요청:
아래 줄을 하나도 빠짐없이, 글자 하나 바꾸지 말고 그대로 출력하세요.

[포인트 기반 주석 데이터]
# # #

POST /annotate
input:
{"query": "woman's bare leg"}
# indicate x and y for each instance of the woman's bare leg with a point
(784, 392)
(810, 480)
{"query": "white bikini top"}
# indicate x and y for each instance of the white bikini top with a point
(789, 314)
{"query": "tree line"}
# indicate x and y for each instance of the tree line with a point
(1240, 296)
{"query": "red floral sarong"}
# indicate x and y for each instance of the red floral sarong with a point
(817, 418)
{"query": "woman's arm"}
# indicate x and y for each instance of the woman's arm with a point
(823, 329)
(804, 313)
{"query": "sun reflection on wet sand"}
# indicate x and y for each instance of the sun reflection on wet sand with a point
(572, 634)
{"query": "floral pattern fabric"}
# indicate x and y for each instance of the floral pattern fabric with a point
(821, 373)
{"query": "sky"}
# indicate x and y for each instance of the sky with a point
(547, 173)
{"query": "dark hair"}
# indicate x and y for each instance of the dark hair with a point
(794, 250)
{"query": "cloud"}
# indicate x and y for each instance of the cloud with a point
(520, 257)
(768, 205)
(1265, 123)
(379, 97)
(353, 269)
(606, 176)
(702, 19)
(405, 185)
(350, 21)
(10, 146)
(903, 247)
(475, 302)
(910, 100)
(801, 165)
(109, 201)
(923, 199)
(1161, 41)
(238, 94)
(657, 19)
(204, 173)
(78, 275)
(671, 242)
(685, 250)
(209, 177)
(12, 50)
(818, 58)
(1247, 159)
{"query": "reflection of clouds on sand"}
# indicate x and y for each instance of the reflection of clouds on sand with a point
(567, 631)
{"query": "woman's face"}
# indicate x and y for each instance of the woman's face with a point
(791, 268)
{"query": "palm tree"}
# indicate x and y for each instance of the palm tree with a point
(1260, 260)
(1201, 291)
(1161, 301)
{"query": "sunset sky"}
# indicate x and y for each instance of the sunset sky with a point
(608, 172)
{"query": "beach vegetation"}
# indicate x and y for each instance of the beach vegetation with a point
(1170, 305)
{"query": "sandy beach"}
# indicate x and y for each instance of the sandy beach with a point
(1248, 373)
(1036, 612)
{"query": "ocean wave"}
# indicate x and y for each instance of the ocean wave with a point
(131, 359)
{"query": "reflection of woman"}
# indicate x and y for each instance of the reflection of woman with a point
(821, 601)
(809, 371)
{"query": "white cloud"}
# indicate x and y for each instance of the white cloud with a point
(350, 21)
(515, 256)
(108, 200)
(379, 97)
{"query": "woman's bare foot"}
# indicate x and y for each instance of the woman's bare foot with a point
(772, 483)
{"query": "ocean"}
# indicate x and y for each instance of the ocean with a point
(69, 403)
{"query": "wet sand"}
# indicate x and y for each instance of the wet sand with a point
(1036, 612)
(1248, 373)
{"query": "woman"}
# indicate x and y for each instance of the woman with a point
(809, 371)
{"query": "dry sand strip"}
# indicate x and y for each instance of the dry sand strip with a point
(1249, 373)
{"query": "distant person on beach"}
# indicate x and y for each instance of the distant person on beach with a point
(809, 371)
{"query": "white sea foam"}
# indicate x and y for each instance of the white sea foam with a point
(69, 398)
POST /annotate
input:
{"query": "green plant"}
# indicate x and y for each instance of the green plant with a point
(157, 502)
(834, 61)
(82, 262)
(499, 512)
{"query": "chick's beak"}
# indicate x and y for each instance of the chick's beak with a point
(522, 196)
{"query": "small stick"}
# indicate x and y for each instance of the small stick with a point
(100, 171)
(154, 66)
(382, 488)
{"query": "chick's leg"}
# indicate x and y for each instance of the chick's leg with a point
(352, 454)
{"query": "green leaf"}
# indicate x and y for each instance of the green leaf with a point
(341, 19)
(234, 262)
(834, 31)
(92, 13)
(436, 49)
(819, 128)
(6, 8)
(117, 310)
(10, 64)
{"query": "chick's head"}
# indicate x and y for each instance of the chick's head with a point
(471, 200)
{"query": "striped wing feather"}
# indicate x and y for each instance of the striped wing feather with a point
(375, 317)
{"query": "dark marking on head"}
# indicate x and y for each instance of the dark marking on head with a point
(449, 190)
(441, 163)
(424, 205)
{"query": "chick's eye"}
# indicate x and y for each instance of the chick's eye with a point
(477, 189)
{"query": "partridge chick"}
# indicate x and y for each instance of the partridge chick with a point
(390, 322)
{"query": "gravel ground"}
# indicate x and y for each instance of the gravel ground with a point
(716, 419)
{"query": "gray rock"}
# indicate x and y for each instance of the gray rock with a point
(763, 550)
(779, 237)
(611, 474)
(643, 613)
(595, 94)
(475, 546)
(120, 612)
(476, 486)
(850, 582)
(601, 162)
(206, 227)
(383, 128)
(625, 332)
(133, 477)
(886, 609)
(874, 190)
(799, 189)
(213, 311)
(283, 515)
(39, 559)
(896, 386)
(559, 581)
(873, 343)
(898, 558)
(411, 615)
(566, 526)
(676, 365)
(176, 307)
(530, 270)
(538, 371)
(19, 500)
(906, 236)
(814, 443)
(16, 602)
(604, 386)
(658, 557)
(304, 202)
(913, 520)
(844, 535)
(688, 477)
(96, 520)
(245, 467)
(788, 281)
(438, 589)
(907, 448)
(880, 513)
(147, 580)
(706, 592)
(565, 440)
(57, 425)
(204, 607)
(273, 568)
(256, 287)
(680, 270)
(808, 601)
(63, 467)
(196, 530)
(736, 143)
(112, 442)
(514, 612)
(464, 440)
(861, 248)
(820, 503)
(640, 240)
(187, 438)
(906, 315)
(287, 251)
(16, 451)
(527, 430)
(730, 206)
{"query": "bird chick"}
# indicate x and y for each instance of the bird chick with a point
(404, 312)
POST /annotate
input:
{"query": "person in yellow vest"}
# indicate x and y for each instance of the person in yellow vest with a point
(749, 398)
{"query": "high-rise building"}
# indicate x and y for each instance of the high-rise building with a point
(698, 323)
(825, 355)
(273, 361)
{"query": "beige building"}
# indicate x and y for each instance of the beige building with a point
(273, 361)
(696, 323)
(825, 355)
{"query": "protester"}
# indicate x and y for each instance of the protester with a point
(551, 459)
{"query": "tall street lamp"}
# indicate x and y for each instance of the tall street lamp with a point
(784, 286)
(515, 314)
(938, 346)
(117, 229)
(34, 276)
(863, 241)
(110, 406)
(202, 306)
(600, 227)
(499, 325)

# # #

연습 응답:
POST /annotate
input:
{"query": "woman's bare leg"}
# indicate x and y for each instance of the woman's bare leg with a point
(784, 392)
(810, 480)
{"query": "white bikini top"}
# indicate x and y for each instance of the white bikini top with a point
(789, 314)
{"query": "tree line"}
# indicate x and y for each instance of the tree line with a point
(1240, 296)
{"query": "red floral sarong"}
# indicate x and y for each instance of the red floral sarong with a point
(817, 418)
{"query": "woman's arm"}
# indicate x and y for each instance of the woman's arm with a point
(823, 329)
(804, 313)
{"query": "sun reflection on wet sand"}
# indicate x and y for each instance of the sun reflection on wet sand with a point
(572, 634)
{"query": "floral pattern fabric"}
# indicate x and y for each instance of the floral pattern fabric with a point
(821, 373)
{"query": "sky"}
# indicate x and y for each instance of the sky with a point
(547, 173)
{"query": "dark hair"}
# indicate x and y for each instance of the dark hair with a point
(794, 250)
{"query": "cloud"}
# indicate x and y for each instance of the cloud with a point
(520, 257)
(768, 205)
(1265, 123)
(379, 97)
(353, 269)
(606, 176)
(702, 19)
(405, 185)
(350, 21)
(10, 146)
(903, 247)
(475, 302)
(910, 100)
(801, 165)
(109, 201)
(923, 199)
(1161, 41)
(238, 94)
(657, 19)
(204, 173)
(78, 275)
(671, 242)
(685, 250)
(209, 177)
(12, 50)
(818, 58)
(1247, 159)
{"query": "reflection of clouds on sand"}
# indicate x and y for each instance of the reflection of clouds on sand with a point
(567, 631)
{"query": "woman's face"}
# indicate x and y for each instance of the woman's face with a point
(791, 268)
{"query": "palm tree"}
# indicate x and y for each instance of the palm tree with a point
(1260, 260)
(1201, 291)
(1161, 301)
{"query": "sunset sky"}
# indicate x and y for each instance of the sunset sky with a point
(608, 172)
{"query": "beach vegetation"}
# indicate x and y for each instance of the beach vegetation with a point
(1170, 305)
{"query": "sandy beach"}
# indicate x and y for each instance of the sandy beach with a point
(1248, 373)
(1036, 612)
{"query": "ocean wave"}
# indicate x and y for each instance of the ocean wave with a point
(131, 359)
{"query": "reflection of woman"}
# indicate x and y for each instance of the reflection of woman with a point
(821, 601)
(809, 371)
{"query": "white cloud"}
# indicate x and y for each instance of the white cloud with a point
(350, 21)
(515, 256)
(108, 200)
(379, 97)
{"query": "woman's bare foot"}
# indicate x and y for each instance of the woman's bare foot with a point
(772, 483)
{"query": "ocean"}
# indicate x and y for each instance of the ocean with a point
(69, 403)
{"query": "wet sand"}
# indicate x and y for each instance of the wet sand with a point
(1036, 612)
(1248, 373)
{"query": "woman"}
# indicate x and y for each instance of the woman with a point
(809, 371)
{"query": "dry sand strip"}
# indicate x and y for each instance of the dry sand strip with a point
(1249, 373)
{"query": "distant person on beach"}
# indicate x and y for each instance of the distant person on beach with a point
(809, 371)
{"query": "white sea foam"}
# indicate x and y for each instance of the white sea foam with a point
(69, 398)
POST /annotate
input:
{"query": "green plant"}
# indicate x and y for each instance of the green plant with a point
(157, 502)
(834, 61)
(82, 262)
(499, 512)
{"query": "chick's beak"}
# indicate x and y for each instance of the chick's beak with a point
(522, 196)
{"query": "small stick"}
# indicate x and y for each instance of the small stick with a point
(100, 171)
(154, 66)
(382, 488)
{"query": "chick's leg"}
# indicate x and y for each instance of the chick's leg with a point
(352, 454)
{"query": "green leaf"}
# indicate x and y for each instance of the green leaf with a point
(341, 19)
(234, 262)
(834, 31)
(92, 13)
(436, 49)
(819, 128)
(6, 8)
(117, 310)
(10, 64)
{"query": "chick's head"}
# indicate x and y for each instance of the chick's head with a point
(471, 200)
{"query": "striped wing feather"}
# indicate x and y for each instance of the striped wing feather with a point
(375, 317)
{"query": "dark marking on head"}
# indicate x and y for each instance of the dark marking on head with a point
(449, 190)
(441, 163)
(424, 205)
{"query": "chick's eye"}
# indicate x and y for each instance of the chick's eye with a point
(477, 189)
{"query": "partridge chick"}
# indicate x and y for each instance of the partridge chick with a point
(390, 322)
{"query": "gravel ground"}
# indicate x and y for each instance of the gravel ground with a point
(716, 419)
{"query": "gray rock"}
# indicate x and y for each instance of the gray rock with a point
(763, 550)
(779, 237)
(611, 474)
(643, 613)
(595, 94)
(475, 546)
(120, 612)
(476, 486)
(850, 582)
(601, 162)
(206, 227)
(383, 128)
(625, 332)
(133, 477)
(886, 609)
(874, 190)
(799, 189)
(213, 311)
(283, 515)
(39, 559)
(896, 386)
(559, 581)
(873, 343)
(898, 558)
(411, 615)
(566, 526)
(676, 365)
(176, 307)
(530, 270)
(538, 371)
(19, 500)
(906, 236)
(814, 443)
(16, 602)
(604, 386)
(658, 557)
(304, 202)
(913, 520)
(844, 535)
(688, 477)
(96, 520)
(245, 467)
(788, 281)
(438, 589)
(907, 448)
(880, 513)
(147, 580)
(706, 592)
(565, 440)
(57, 425)
(204, 607)
(273, 568)
(256, 287)
(680, 270)
(808, 601)
(63, 467)
(196, 530)
(736, 143)
(112, 442)
(514, 612)
(464, 440)
(861, 248)
(820, 503)
(640, 240)
(187, 438)
(906, 315)
(287, 251)
(16, 451)
(527, 430)
(730, 206)
{"query": "bird chick"}
# indicate x and y for each instance of the bird chick with a point
(404, 312)
POST /annotate
input:
{"query": "person in yellow vest"}
# indicate x and y for each instance of the person in yellow vest with a point
(749, 398)
{"query": "high-rise building"}
# indicate x and y for each instance of the high-rise building with a point
(698, 323)
(825, 355)
(273, 361)
{"query": "beige building"}
# indicate x and y for each instance of the beige building with a point
(273, 361)
(696, 323)
(825, 355)
{"query": "protester"}
# indicate x and y for each instance of the protester with a point
(551, 459)
{"query": "tall street lamp"}
# indicate x and y for each instance of the tall street lamp with a point
(784, 286)
(515, 314)
(938, 346)
(117, 229)
(34, 276)
(863, 241)
(110, 406)
(202, 306)
(600, 227)
(499, 325)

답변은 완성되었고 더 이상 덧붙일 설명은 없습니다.